Gewebezüchtung im Labor

Das Geheimnis dieser erstaunlichen Regenerationskraft ist in Zellen zu finden, die sich teilen können, um Gewebe zu erneuern: den Stammzellen. Ihnen ist eine vom Schweizerischen Nationalfonds konzipierte Sonderausstellung gewidmet, die derzeit im Naturhistorischen Museum Wien zu besichtigen ist. Dort wird ein breites Themenspektrum auf engem Raum beleuchtet: Stammzellen in der Flora und Fauna ebenso wie in der Medizin, wo diese Forschung heute mit großen Hoffnungen verbunden ist.

Hinsichtlich Regeneration sind die Pflanzen anderen Lebewesen überlegen: So kann aus jeder Pflanzenzelle wieder eine neue Pflanze heranwachsen. Obwohl sich eine Blattzelle auf ihre Aufgabe spezialisiert, bewahrt sie das Potenzial, alle anderen Zellen der Pflanze zu bilden. Analog dazu überleben einfache Tiere wie Regenwürmer, selbst wenn sie mittig zertrennt werden. Auch höher entwickelte Tiere verkraften gewisse Verluste: Fische erneuern ihre Flossen, Vögel ihre Federn, Rehböcke ihr Geweih. Afrikanische Stachelmäuse können sich sogar von ihrem Fell trennen, wenn ihnen ein Raubtier auf die Pelle gerückt ist. Selbst der Mensch zeigt überraschende Fähigkeiten: Bei Kindern im Mutterleib können abgetrennte Fingerspitzen bis zu einem gewissen Grad nachwachsen. Auch die Leber kann sich nach schweren Verletzungen selbst regenerieren. Nicht zuletzt unterliegt der menschliche Körper einer unsichtbaren, aber ständigen Regeneration: Die Haut, der Darm oder die Blutzellen zum Beispiel werden periodisch erneuert. Dafür versorgen die Stammzellen den Organismus im Minutentakt mit 300 Millionen neuen Zellen. Ohne diesen Nachschub wäre ein Erwachsener binnen weniger Wochen tot.

━━━━━━

Aufgabe →
Knüpfen Sie an den Textauszug über Stammzellen und Regeneration an und schreiben Sie ihn nach dessen letztem Satz weiter.

Bereitgestelltes Material →
━━━━━━

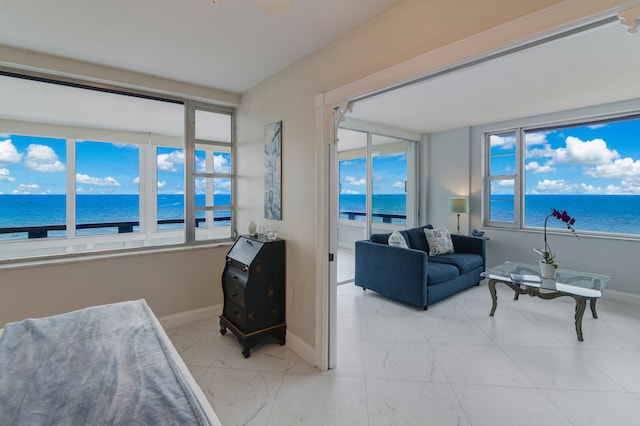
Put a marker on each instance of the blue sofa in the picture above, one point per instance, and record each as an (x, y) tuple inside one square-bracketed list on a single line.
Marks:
[(410, 275)]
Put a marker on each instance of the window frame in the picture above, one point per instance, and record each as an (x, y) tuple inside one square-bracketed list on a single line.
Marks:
[(621, 111), (148, 237)]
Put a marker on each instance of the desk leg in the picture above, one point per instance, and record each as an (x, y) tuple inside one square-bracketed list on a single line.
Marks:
[(581, 305), (494, 296)]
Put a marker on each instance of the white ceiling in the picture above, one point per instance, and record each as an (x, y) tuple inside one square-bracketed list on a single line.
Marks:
[(593, 67), (232, 45)]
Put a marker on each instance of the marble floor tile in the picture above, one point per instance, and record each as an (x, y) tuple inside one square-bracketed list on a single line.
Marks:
[(452, 330), (401, 360), (597, 408), (348, 326), (621, 366), (390, 327), (558, 368), (479, 364), (508, 406), (267, 356), (393, 402), (451, 364), (241, 397), (520, 332), (320, 400)]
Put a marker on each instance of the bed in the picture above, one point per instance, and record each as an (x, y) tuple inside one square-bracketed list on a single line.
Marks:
[(110, 364)]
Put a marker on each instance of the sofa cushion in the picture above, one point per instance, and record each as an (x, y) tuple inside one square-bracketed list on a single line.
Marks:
[(440, 272), (416, 239), (439, 241), (465, 262), (396, 239), (380, 238)]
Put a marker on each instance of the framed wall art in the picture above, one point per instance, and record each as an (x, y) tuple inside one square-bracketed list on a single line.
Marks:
[(273, 171)]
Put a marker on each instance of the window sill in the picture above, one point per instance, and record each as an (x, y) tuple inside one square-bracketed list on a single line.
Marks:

━━━━━━

Ergebnis →
Die medizinischen Anwendungen stehen im Fokus der multimedialen Ausstellung: Kurzfilme lassen die Besucher teilhaben an der Geschichte eines Leukämie-Patienten, der durch eine Blutstammzellen-Transplantation geheilt werden konnte, oder an der Arbeit von Schweizer Forschern, die durch Gewebezüchtung neue Herzklappen für Kinder mit angeborenem Herzfehler herzustellen versuchen. "Heute können Gewebe wie Herzklappen, Hornhaut der Augen, Luftröhren oder Haut im Labor gezüchtet werden", berichtet Experte Lukas Sommer, von dem ein Audio-Interview nachzuhören ist. "Vor allem bei relativ einfachen Geweben funktioniert das teils schon recht gut."

Mythen der Unverwundbarkeit

Induzierte pluripotente Stammzellen (iPS), deren Herstellung 2006 dem Japaner Shinya Yamanaka sechs Jahre später den Nobelpreis eingebracht hat, befeuern schon Zukunftsvisionen der Medizin: Sie stammen vom Patienten selbst, und anders als bei embryonalen Stammzellen ist ihre Gewinnung ethisch unbedenklich. Die ersten klinischen Versuche sind schon angelaufen.

Der Rundgang streift auch uralte Mythen, denn die Stammzellen wecken heute Fantasien der Unverwundbarkeit und Unsterblichkeit - wie sie früher etwa in der Idee des "Jungbrunnens" zum Ausdruck kam. Dies ungeachtet der Tatsache, dass sich therapeutisch schon so manche Hoffnung zerschlagen hat. Ob es je möglich sein wird, mit Stammzellen zum Beispiel Diabetes, Herzschwäche, Parkinson oder Querschnittlähmung zu heilen, steht noch in den Sternen.

Stammzellen - Ursprung des Lebens

Naturhistorisches Museum Wien Sonderausstellung, bis 10.7.